[Pointing dataset records]
● ● ●

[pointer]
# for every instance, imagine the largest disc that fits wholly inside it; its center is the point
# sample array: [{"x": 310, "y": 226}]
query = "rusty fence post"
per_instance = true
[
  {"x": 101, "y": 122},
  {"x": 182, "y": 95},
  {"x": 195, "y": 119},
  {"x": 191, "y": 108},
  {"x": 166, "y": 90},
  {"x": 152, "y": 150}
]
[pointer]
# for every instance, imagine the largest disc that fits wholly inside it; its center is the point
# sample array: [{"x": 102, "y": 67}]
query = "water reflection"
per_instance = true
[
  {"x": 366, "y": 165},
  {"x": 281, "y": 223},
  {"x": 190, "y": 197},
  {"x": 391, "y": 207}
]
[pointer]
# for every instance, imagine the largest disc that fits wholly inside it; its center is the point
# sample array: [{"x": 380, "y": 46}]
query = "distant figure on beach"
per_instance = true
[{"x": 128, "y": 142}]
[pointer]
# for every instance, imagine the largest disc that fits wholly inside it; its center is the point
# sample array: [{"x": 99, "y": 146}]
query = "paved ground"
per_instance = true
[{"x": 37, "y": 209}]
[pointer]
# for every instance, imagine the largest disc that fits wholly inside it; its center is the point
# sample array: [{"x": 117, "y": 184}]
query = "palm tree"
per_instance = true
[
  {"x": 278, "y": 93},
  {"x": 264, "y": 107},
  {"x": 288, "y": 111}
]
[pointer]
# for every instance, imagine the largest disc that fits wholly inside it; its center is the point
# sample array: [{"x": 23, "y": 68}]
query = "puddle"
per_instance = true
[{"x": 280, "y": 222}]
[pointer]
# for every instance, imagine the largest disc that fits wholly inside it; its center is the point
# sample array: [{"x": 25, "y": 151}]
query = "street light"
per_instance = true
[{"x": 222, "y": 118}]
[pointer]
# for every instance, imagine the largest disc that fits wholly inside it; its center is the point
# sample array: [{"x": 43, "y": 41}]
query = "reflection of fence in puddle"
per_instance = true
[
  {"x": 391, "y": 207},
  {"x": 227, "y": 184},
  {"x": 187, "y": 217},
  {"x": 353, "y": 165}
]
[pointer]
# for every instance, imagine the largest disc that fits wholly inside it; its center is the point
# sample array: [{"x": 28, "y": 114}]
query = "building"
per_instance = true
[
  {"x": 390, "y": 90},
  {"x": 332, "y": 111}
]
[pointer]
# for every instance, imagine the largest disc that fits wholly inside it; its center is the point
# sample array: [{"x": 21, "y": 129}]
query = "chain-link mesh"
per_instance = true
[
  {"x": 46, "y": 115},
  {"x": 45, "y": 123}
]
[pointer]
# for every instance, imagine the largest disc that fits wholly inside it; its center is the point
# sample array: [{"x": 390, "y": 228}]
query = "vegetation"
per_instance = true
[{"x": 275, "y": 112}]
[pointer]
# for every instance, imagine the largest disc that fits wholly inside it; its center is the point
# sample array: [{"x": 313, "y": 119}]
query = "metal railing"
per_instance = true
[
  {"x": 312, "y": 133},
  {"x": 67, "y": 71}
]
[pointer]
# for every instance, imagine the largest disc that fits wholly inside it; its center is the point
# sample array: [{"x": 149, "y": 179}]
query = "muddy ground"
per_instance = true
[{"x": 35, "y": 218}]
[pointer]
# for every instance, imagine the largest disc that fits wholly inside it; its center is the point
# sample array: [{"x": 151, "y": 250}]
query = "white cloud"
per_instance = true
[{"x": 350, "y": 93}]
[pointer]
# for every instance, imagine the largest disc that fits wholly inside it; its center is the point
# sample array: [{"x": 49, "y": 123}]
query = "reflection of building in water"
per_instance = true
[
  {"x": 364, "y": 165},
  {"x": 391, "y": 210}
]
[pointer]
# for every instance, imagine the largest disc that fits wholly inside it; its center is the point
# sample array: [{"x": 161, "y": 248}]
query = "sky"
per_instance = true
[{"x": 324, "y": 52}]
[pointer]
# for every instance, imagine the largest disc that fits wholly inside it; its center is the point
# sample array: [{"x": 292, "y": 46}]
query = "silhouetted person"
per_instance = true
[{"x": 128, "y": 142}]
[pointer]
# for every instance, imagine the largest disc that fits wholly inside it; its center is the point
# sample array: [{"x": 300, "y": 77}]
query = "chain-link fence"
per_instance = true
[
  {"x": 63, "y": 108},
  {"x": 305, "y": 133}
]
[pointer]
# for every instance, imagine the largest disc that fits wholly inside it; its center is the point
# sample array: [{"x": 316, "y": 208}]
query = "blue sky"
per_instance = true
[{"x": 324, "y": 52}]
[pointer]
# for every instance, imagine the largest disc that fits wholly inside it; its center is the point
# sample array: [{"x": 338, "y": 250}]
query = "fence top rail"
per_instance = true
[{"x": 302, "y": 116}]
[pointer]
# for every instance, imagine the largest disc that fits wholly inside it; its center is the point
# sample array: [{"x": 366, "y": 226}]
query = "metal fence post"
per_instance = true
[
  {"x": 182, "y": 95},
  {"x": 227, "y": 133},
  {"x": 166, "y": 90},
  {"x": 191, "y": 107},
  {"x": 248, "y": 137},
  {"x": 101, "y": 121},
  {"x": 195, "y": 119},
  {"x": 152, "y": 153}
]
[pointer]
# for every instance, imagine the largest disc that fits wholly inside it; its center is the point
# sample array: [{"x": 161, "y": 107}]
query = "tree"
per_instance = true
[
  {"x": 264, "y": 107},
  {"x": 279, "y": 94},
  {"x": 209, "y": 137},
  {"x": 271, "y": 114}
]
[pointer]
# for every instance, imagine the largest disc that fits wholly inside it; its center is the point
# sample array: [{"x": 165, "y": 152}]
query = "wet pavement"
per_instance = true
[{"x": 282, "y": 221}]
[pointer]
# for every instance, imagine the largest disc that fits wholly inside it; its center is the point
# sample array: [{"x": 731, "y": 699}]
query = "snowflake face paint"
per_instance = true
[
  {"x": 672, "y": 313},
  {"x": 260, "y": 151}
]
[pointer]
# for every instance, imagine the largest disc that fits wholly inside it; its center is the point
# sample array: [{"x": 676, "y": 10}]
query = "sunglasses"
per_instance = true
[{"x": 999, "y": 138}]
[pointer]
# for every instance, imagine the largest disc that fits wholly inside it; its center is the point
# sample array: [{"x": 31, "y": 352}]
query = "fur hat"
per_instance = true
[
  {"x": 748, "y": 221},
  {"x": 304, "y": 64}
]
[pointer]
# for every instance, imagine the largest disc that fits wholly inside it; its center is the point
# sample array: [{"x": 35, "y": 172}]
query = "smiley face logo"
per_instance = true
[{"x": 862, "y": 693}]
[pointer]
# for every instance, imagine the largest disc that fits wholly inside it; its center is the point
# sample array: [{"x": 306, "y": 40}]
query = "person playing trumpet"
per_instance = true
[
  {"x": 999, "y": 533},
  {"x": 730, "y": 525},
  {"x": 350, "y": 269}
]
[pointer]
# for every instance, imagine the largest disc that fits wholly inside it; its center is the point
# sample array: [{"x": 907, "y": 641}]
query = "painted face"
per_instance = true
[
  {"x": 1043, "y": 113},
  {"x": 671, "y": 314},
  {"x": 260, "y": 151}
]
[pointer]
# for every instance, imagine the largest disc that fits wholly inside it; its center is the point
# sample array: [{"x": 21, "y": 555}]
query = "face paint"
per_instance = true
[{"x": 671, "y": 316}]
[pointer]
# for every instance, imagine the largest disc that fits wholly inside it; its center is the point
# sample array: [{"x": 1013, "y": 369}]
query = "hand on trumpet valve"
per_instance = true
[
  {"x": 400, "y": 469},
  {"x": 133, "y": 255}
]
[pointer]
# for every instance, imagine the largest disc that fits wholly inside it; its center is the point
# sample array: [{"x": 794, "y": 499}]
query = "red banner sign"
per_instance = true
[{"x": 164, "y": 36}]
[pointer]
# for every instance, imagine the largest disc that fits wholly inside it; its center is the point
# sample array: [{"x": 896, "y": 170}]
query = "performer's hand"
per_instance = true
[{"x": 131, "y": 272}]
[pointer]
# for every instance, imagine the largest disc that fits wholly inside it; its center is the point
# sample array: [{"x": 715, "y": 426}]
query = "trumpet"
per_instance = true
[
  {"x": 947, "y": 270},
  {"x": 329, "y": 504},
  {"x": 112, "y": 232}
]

● ● ●

- _WHAT IS EXPECTED_:
Count how many lines of the records above contain the string "face", with case counting, and give only that number.

- _EXPECTED OUTPUT_:
4